== JOB ==
Copy every one of the entries below word for word, reproducing each line unchanged.

== ENTRIES PROVIDED ==
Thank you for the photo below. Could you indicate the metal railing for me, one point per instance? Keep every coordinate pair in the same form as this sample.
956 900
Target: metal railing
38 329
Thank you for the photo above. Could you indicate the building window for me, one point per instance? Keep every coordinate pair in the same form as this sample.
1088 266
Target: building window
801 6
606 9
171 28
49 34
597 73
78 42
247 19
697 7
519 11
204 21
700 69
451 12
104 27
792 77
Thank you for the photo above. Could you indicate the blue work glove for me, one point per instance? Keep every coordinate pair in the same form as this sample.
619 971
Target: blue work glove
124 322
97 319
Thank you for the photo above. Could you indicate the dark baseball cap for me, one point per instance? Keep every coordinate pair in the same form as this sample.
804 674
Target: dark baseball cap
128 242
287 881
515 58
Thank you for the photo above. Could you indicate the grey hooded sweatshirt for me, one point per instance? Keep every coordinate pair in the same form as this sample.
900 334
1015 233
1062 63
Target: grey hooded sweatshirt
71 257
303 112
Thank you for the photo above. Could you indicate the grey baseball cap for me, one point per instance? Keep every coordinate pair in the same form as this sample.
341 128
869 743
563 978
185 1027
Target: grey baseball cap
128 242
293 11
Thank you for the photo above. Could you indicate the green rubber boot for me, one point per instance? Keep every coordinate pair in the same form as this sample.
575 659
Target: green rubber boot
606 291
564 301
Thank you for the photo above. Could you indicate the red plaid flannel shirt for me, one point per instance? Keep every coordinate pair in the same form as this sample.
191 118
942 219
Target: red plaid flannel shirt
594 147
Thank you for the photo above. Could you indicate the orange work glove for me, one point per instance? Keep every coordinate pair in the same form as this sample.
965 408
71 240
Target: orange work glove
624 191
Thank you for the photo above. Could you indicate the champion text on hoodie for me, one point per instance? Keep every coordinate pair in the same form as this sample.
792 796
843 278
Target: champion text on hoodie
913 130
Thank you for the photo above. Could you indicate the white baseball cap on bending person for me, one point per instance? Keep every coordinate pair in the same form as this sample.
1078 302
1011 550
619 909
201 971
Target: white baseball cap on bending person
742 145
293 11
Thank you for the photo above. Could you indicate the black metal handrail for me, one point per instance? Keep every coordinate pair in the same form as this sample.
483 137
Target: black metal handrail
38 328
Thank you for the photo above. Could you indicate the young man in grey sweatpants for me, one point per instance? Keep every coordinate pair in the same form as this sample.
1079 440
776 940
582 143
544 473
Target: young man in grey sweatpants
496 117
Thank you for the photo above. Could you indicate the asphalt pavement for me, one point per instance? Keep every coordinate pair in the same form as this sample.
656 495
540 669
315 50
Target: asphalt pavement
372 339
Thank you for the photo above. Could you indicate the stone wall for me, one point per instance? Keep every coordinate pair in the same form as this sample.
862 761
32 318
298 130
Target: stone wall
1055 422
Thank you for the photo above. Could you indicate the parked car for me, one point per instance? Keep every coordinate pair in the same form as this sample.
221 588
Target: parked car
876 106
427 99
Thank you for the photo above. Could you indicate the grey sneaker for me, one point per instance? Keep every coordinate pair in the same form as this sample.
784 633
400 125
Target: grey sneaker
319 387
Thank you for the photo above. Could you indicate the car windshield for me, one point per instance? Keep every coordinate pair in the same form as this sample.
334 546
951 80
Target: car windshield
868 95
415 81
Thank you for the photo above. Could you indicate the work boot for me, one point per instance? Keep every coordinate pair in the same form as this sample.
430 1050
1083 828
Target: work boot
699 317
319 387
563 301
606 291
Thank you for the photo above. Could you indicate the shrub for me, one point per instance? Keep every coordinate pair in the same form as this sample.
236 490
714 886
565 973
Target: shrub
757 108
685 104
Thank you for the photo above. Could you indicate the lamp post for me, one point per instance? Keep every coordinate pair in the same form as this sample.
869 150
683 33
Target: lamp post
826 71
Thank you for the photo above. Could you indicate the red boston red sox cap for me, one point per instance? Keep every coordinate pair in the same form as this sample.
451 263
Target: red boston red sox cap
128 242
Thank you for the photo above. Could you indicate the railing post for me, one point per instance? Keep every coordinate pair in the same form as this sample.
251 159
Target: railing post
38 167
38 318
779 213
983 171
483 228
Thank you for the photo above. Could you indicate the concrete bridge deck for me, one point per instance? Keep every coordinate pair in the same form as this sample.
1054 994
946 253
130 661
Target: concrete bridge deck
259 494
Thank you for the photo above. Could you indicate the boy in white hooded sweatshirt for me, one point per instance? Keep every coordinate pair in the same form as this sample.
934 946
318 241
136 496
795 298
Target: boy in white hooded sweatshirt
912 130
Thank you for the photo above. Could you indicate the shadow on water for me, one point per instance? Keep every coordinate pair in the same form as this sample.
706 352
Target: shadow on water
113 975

== THE SOLUTION ==
Thank you for the photo below. Could you indicate the metal railing for me, one point per instance? Keep every coordinate pair in the same form as this sample.
956 900
Target: metal railing
38 329
Thank you for the photo above. Could you indicate the building window for me, one point per instance? Keep every coordinate pair in the same form as this sample.
1088 266
Target: building window
801 6
606 9
171 28
49 34
597 73
78 42
247 19
697 7
519 11
204 21
700 69
451 12
104 27
792 77
Thank you for the photo above. Could you indicate the blue work glove for me, one point per instance? Keep every coordinate pair in the same form as this sample.
619 971
Target: blue work glove
124 322
97 319
Thank you for the photo above. Could you indicate the dark baseball cap for me, one point per instance? Keep every coordinate pair in the same form as this sample.
804 674
Target: dark baseball cap
128 242
287 881
515 58
Thank you for the photo above. Could you indicate the grey hooded sweatshirt for me, one point per instance? Keep every coordinate pair in the same form as this sample.
900 334
1015 233
1062 63
Target: grey hooded sweatshirt
71 257
303 112
Thank you for the photo above. Could you indicate the grey baseball cap for me, one point per instance? Keep every coordinate pair in the same form as this sample.
341 128
869 743
563 978
185 1027
Target: grey baseball cap
128 242
293 11
Thank you for the photo above. Could you indicate the green rubber boot for me, one point per instance? Keep every coordinate pair in the same form as this sample.
575 659
Target: green rubber boot
606 291
564 301
Thank you for the photo above. Could you indicate the red plaid flannel shirt for me, one point per instance? Keep every coordinate pair in the same form as this sample.
191 118
942 219
Target: red plaid flannel shirt
594 147
Thank you for the photo above. Could you indicate the orange work glove for me, one point per instance? Keep every coordinate pair in the same form as this sample.
965 408
71 240
Target: orange work glove
624 191
Thank you for the photo above. Could you indicate the champion text on hoodie for me, one point per instance? Keep every coordinate pair in the same form as this sample.
792 796
843 278
Target: champion text on hoodie
913 130
Thank you for the photo above. Could you indicate the white baseball cap on bending person for me, one point per instance? Keep every coordinate pair in the same form as this sample.
1078 302
1011 550
619 909
201 971
Target: white baseball cap on bending person
742 145
293 11
Thank you for the photo above. Could you indicate the black metal handrail for me, one point per instance? Keep every coordinate pair in the same form as this sample.
483 137
Target: black metal handrail
38 328
Thank you for the photo above. Could you indicate the young man in grey sweatpants for me, one point per instance? Keep every coordinate pair in the same form as this sample.
1079 440
776 940
582 143
544 473
Target: young man in grey sweatpants
496 117
Thank you for the photo above. Could you indicate the asphalt pavement for me, one point per instance? Keep every coordinate pair in the same form as this sample.
656 495
540 669
315 50
Target: asphalt pavement
372 339
Thank you for the photo above. Could you indicate the stone wall for me, one point per instance? Keep every coordinate pair in the same form as this sample.
862 761
32 318
298 130
Target: stone wall
1055 422
Thank you for the photo above. Could you indicate the parked car for me, one point per instance? Keep every coordinate pair in the same form as this sample.
221 588
Target: parked car
876 106
427 99
Thank you for the photo above. Could you indicate the grey sneaker for me, one point per instance? Keep every coordinate pair in the same form as this sample.
784 633
400 125
Target: grey sneaker
319 387
Thank you for the photo above. Could you indicate the car windshield for me, one point per instance? Keep every coordinate pair in the same form as this sample.
334 546
951 80
Target: car windshield
868 95
415 81
Thank you for the photo above. Could you indicate the work boot for me, one point per instance? Keep every coordinate pair in the same form as this sample.
430 1050
1083 828
Target: work boot
699 317
319 387
563 301
606 291
Thank you for the photo above. Could you indicate the shrub for me, one point per instance? Keep every coordinate pair in the same form as this sample.
236 490
714 886
565 973
Target: shrub
757 108
685 104
Thank you for the photo above. Could you indicate the lamp post for me, one point per instance? Keep every coordinate pair in the same form as this sample.
869 150
683 33
Target: lamp post
826 71
Thank you for the photo above. Could you indicate the red boston red sox cap for me, one point per instance? Keep every coordinate pair in the same form as this sample.
451 263
Target: red boston red sox cap
128 242
Thank you for the photo above. Could you indicate the railing post for me, one point per instance? Keep every coordinate pair in the same form as this sample.
251 159
Target: railing post
38 167
38 318
779 213
983 171
483 228
Thank you for the photo above. Could you indicate the concrete bridge deck for me, one point per instance? Keep every coordinate pair in the same form as this sample.
1054 994
946 253
130 661
Target: concrete bridge deck
259 494
Thank you for the photo above. Could you indicate the boy in white hooded sweatshirt for me, one point per instance? Keep every coordinate pair in the same form as this sample.
934 946
318 241
136 496
795 298
Target: boy in white hooded sweatshirt
912 130
Thank you for the photo above. Could you indicate the shadow on water for me, one point per instance? Keep every coordinate pair in the same form as this sample.
706 352
Target: shadow on water
113 975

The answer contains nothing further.